• TO-DO LIST:
(a) From the Gestonic text, print the passage between "Gestonic is a work-in-progress" and "from the video.", inclusive.
(b) Answer these questions from the Gestonic text, one per line:
(i) To which audio-processing program are the OSC control messages sent?
(ii) Into how many sections is the input screen divided in the current prototype?
(iii) To what are the grain parameters of the granular synthesizer mapped?

• PAGE TEXT:
Monday, April 6, 2009



Gestonic is a video-based interface for the sonification of hand gestures for real-time timbre control. The central role of hand gestures in social and musical interaction (such as conducting) was the original motivation for this project. Gestonic is being used to make computer-based instruments more interactive. It also allows the musicians to create sonorous and visual
compositions in real time. Gestonic explores models for sonification of musical expression. It does not use the direct-mapping of gesture-to-sound such as is commonly applied in acoustic instruments. Instead, it employs an indirect mapping strategy by making use of the color and timbre of the sound. The system consists of a laptop's camera, the filtering of camera input via the open source software known as Processing, the sending of OSC control messages to the audio-processing program known as ChucK, and finally the parameter-mapping and sound synthesis enabled by ChucK.

Gestonic consists of two main components:

• Gesture and Image Processing: This part of the system consists of a laptop's video camera and an Open Source software called Processing to filter and calibrate data received from the camera. In the current prototype of Gestonic, the input screen is divided into four sections: each represents a different instrument. In each section, the relative and absolute brightness and
the amount of change compared to the previous frame in red, green and blue is measured. Furthermore, four different blobs each detecting a different color (white, red, green and blue) show up on the screen. By moving objects with the same color as a blob, color tracking those objects with blob tracking is possible, so there are four more possible parameters to map to sound. Chuck and Processing communicate via OSC messages sent from Processing to ChucK in order to manipulate sound and send the opposite direction to control the video output to make the instrument more expressive.

• Data Processing and Sound Synthesis: ChucK programs are used to manipulate data received from Processing to synthesize sound.

Work in Progress

Gestonic is a work-in-progress and there is a lot more to be done to formulate expressive sounds from expressive gestures. Each section on the video frame is mapped to a different instrument. So far, the modules for four types of instruments are implemented. One is a drone like sound. The second instrument is a randomly generated, particle-like sound. The timbre and reverb of this sound is manipulated with gestures. In the future, the density of these random sounds will be indirectly mapped to the density of motion in the image. The third instrument is a beat-detecting instrument tracking the beats in motion. The fourth instrument is a set of human voices. The voices are manipulated with a granular synthesizer and grain parameters are mapped to blob motions received from the video.

• RAW DATA:
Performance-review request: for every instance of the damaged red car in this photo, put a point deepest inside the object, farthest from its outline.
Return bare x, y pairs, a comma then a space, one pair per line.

...

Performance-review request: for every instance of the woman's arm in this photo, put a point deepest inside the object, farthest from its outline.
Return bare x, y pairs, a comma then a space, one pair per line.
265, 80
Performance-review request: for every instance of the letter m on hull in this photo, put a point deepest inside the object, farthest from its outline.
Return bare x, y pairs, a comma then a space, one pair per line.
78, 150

* * *

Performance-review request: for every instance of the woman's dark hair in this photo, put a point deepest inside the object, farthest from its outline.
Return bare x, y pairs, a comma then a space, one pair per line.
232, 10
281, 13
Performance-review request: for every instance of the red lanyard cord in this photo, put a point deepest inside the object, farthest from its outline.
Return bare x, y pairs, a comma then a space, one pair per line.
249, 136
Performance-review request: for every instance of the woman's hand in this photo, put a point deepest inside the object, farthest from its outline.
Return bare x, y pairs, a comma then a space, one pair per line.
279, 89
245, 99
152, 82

• EXPECTED OUTPUTS:
(a)
Gestonic is a work-in-progress and there is a lot more to be done to formulate expressive sounds from expressive gestures. Each section on the video frame is mapped to a different instrument. So far, the modules for four types of instruments are implemented. One is a drone like sound. The second instrument is a randomly generated, particle-like sound. The timbre and reverb of this sound is manipulated with gestures. In the future, the density of these random sounds will be indirectly mapped to the density of motion in the image. The third instrument is a beat-detecting instrument tracking the beats in motion. The fourth instrument is a set of human voices. The voices are manipulated with a granular synthesizer and grain parameters are mapped to blob motions received from the video.

(b)
(i) ChucK
(ii) Four
(iii) Blob motions received from the video